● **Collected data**
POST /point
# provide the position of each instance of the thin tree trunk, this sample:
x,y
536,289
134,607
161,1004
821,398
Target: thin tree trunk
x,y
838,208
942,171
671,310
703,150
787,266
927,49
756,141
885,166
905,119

● **Exercise details**
Count the lines of the material above that contain the string "trunk", treating uppercase and lowercase as different. Give only the number.

● **Solved problem**
2